An affiliate of the Manager also is entitled to incentive compensation equal to 20% of income and gain distributions to common shareholders if such distributions exceed a preferred return of 8% per year, although the Manager has voluntarily agreed to waive the incentive compensation until the common shareholders have received a cumulative return of at least 10%. The Manager's affiliate is not currently receiving any incentive compensation from TOF.
TCPC operates through its subsidiary, SVCP. TCPC was originally organized on July 17, 2006 and commenced operations on July 31, 2006 as Special Value Continuation Fund LLC. It was formed as a limited liability company under the laws of the State of Delaware. On August 1, 2006, TCPC registered as a non-diversified closed-end management investment company under the 1940 Act after a private offering. TCPC was formed by the combination of two funds managed by the Manager, Special Value Bond Fund II, LLC and Special Value Absolute Return Fund, LLC. TCPC converted to a Delaware corporation on April 2, 2012, and elected BDC status shortly prior to the completion of its initial public offering in April 2012.
SVCP was formed as a limited partnership under the laws of the State of Delaware. On July 31, 2006, SVCP registered as a non-diversified closed-end management investment company under the 1940 Act. SVCP issued common limited partner interests to TCPC and also issued preferred limited partner interests under its leverage program to the same institutions that acquired its debt. SVCP elected to convert from a closed-end fund to a BDC at the same time TCPC did.
Upon TCPC's conversion from a limited liability company to a corporation, each owner of TCPC's common limited liability company interests received shares of TCPC's new common
stock with an aggregate net asset value equal to the aggregate net asset value of the limited liability company interests owned by it on the conversion date, less the costs of the conversion and less the amount of any cash distributed for fractional common shares. Each of TCPC's outstanding limited liability company interests converted into shares of common stock having a net asset value of $15.00 per share based upon TCPC's aggregate net asset value, as determined by its board of directors, as of March 30, 2012. Based on TCPC's aggregate net asset value as of March 30, 2012 of $235,884,525, this resulted in 15,725,635 shares of TCPC's common stock being outstanding immediately after the conversion without giving effect to any shares sold in its initial public offering.

→ Given exercise a
Retype the listing from its first line through the line that contains "24 66 L 17 58", including both of those lines.
The text above and the listing that follows were taken from unrelated sources.

(Stored data entries)
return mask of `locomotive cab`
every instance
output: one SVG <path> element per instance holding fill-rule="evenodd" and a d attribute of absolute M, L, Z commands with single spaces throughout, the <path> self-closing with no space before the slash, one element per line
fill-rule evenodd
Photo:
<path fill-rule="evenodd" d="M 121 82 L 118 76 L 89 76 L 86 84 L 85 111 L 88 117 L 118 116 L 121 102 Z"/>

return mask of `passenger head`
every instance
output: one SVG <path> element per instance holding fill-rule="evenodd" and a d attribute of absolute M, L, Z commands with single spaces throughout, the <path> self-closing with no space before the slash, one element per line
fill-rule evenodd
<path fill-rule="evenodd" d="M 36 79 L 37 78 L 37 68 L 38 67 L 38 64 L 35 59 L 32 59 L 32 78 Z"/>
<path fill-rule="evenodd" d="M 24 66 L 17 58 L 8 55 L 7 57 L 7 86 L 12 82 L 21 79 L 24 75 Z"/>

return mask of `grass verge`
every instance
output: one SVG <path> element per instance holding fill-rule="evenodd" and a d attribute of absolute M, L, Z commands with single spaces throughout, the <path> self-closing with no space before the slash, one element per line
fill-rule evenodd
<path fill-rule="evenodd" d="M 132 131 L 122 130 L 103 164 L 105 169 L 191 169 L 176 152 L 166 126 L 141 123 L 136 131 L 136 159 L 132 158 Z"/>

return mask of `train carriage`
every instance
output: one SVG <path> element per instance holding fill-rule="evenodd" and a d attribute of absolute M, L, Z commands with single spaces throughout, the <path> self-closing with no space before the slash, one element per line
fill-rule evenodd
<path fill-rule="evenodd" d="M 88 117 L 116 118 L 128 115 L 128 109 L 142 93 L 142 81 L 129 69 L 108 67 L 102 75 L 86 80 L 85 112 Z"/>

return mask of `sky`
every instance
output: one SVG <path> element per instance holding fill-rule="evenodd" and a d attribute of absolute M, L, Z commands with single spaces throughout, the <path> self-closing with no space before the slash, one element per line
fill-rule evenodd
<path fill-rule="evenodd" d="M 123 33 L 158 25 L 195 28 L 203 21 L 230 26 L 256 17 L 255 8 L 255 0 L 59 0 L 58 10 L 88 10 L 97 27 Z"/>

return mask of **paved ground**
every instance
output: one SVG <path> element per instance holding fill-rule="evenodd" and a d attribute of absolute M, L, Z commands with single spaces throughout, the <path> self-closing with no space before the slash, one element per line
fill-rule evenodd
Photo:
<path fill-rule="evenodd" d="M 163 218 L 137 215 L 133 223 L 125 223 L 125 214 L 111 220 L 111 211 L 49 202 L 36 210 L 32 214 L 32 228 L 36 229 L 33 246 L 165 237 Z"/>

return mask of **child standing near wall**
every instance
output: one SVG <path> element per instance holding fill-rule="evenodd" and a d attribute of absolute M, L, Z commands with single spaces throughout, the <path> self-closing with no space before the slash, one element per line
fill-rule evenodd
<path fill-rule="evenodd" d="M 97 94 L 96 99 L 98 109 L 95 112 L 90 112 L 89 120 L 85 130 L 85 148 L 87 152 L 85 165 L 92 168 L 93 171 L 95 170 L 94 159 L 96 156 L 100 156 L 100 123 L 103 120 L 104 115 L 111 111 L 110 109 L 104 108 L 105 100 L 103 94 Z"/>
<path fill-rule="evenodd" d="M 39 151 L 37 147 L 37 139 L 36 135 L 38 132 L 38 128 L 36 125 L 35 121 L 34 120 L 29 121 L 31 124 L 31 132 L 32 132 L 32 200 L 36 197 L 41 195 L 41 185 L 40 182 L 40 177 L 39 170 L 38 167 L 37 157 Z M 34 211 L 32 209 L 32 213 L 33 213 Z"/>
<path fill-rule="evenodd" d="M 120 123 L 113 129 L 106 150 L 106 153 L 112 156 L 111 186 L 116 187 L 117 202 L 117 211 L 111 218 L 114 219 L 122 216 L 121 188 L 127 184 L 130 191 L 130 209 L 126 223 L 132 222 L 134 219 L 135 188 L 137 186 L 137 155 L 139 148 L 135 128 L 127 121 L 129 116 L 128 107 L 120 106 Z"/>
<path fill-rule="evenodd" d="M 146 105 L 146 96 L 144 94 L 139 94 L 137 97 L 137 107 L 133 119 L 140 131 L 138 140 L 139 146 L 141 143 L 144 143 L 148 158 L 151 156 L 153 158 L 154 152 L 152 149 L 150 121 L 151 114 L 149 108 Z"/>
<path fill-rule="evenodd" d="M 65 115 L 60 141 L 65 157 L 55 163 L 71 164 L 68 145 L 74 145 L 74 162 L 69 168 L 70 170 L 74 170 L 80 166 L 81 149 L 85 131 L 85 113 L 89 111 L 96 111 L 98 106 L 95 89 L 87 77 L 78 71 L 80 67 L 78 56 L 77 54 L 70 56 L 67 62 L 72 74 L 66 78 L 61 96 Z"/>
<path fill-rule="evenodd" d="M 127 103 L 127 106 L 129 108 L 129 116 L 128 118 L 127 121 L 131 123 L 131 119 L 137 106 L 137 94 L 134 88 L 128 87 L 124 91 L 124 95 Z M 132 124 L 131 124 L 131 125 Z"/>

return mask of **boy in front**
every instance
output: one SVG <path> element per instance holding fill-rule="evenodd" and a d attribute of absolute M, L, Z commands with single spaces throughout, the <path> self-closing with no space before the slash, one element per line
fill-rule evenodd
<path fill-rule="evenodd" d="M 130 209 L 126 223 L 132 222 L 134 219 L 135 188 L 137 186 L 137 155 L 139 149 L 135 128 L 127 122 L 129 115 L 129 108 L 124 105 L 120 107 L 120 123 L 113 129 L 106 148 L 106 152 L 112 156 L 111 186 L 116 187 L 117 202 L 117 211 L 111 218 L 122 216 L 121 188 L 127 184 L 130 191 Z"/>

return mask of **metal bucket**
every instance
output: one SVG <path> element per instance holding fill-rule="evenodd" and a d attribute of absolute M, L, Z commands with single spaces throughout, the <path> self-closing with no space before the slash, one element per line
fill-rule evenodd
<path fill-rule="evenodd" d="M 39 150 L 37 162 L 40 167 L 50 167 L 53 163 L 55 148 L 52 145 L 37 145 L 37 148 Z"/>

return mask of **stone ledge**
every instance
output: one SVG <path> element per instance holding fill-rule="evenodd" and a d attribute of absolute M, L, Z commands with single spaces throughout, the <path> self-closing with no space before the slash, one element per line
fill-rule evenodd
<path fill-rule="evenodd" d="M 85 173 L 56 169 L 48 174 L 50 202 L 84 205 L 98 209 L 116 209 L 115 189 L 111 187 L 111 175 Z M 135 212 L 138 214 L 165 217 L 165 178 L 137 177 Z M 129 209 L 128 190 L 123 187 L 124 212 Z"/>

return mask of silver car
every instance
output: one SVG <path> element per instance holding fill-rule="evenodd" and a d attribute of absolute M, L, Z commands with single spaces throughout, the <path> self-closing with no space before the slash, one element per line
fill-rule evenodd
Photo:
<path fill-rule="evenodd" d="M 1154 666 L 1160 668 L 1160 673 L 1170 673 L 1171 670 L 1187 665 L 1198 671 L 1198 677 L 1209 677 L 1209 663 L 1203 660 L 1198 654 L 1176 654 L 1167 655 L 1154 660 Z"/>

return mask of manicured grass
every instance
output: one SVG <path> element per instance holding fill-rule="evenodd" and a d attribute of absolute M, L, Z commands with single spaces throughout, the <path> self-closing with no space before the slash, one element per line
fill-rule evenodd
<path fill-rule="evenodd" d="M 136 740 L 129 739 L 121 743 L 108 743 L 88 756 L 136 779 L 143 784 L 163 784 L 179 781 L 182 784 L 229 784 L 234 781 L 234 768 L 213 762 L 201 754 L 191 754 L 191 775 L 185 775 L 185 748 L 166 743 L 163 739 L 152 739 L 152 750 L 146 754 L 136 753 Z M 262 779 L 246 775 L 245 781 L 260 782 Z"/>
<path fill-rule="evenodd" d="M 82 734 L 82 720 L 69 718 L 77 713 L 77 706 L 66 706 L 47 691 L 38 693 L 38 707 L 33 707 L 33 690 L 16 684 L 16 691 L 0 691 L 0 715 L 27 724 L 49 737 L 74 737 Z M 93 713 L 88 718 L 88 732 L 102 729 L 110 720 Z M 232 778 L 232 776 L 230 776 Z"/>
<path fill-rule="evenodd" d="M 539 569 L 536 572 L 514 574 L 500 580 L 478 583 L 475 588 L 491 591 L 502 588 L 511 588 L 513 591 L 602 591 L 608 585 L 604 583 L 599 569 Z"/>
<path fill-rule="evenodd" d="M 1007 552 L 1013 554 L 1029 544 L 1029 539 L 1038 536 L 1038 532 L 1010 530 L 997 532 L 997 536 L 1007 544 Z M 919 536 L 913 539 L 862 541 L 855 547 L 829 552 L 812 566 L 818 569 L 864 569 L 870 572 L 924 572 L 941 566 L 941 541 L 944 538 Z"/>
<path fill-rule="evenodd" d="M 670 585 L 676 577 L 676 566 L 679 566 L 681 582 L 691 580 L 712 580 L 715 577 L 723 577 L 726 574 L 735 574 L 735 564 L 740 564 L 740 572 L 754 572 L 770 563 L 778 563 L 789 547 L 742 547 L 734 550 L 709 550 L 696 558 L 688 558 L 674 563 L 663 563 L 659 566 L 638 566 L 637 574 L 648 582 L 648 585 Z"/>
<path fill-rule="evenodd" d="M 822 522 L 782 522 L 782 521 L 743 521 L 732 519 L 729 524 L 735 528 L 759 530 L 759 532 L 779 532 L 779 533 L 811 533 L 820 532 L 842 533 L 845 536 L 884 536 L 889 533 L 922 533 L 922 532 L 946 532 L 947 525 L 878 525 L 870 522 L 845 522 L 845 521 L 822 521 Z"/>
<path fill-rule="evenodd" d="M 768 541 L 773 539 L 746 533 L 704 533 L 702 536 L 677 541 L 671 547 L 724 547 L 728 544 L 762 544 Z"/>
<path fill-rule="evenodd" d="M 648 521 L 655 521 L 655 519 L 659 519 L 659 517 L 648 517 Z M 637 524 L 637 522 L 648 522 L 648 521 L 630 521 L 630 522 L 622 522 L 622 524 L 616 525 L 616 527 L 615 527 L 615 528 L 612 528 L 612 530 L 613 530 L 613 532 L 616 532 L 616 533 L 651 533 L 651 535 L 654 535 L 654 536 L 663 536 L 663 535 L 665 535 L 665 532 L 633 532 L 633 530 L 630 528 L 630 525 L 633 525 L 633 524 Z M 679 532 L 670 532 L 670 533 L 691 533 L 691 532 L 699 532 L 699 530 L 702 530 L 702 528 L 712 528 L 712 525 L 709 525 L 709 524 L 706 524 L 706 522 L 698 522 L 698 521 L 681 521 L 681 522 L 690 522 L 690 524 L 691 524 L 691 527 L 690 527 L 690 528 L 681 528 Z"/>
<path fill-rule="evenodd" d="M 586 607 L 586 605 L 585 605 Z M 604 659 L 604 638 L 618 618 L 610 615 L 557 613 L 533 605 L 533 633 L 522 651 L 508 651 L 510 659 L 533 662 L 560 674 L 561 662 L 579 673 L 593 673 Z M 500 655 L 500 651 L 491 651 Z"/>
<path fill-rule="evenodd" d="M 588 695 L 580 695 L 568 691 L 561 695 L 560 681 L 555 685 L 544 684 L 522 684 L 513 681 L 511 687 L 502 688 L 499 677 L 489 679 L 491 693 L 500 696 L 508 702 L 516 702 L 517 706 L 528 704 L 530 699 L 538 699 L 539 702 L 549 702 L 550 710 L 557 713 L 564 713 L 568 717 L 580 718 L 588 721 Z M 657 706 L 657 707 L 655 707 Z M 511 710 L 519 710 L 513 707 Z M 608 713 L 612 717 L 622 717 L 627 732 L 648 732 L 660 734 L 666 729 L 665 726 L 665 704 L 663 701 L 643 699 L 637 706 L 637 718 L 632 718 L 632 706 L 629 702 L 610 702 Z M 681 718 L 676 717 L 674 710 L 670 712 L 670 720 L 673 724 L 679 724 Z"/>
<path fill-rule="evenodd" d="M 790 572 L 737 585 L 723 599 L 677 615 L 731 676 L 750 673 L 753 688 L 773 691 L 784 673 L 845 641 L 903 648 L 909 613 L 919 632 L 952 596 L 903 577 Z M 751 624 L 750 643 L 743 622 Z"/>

→ Given exercise b
Extend the passage about TCPC's corporate history and conversion, picking up after its final sentence.

→ Expected answer a
return mask of `locomotive cab`
every instance
output: one SVG <path> element per instance holding fill-rule="evenodd" and a d attribute of absolute M, L, Z commands with single spaces throughout, the <path> self-closing with no space before the slash, one element per line
fill-rule evenodd
Photo:
<path fill-rule="evenodd" d="M 121 82 L 118 76 L 89 76 L 86 84 L 85 111 L 88 117 L 118 116 L 121 102 Z"/>

return mask of `passenger head`
every instance
output: one SVG <path> element per instance holding fill-rule="evenodd" and a d attribute of absolute M, L, Z commands with single spaces throughout, the <path> self-closing with no space before the slash, one element per line
fill-rule evenodd
<path fill-rule="evenodd" d="M 36 79 L 37 78 L 37 68 L 38 67 L 38 64 L 35 59 L 32 59 L 32 78 Z"/>
<path fill-rule="evenodd" d="M 24 66 L 17 58 L 8 55 L 7 57 L 7 86 L 12 82 L 21 79 L 24 75 Z"/>

→ Expected answer b
TCPC's common shares trade on the Nasdaq Global Select Market. As of December 31, 2013, TCPC had approximately $803 million in total assets and approximately $550 million in net asset value. Since converting to BDC status in 2012 and its initial public offering, TCPC has raised approximately $217 million in additional common equity, and SVCP has secured through a consolidated subsidiary additional debt commitments totaling $150 million. TCPC and SVCP expect to continue to grow as attractive investment opportunities arise and as additional capital becomes available on attractive terms. TCPC's investment objective is to achieve high total returns through current income and capital appreciation, with an emphasis on principal protection. It seeks to achieve this investment objective primarily through investments in debt securities of middle-market companies and its primary investment focus is investing in and originating leveraged loans to performing middle-market companies ("TCPC's Objectives and Strategies"). TCPC pays the Manager a management fee equal to 1.5% of its total assets, including utilized leverage, less cash and cash equivalents. An affiliate of the Manager also is entitled to 20% incentive compensation on returns (provided the cumulative total return after
January 1, 2013 exceeds 8%), which is bifurcated as is typical for business development companies between returns in the form of income and those in the form of capital gains realized after January 1, 2013. The Manager's affiliate has received incentive compensation under this arrangement, and the Manager expects that it will do so in the future.
TCPC (including SVCP) and TOF (including TOP) are sometimes referred to collectively in this Application as the "Funds."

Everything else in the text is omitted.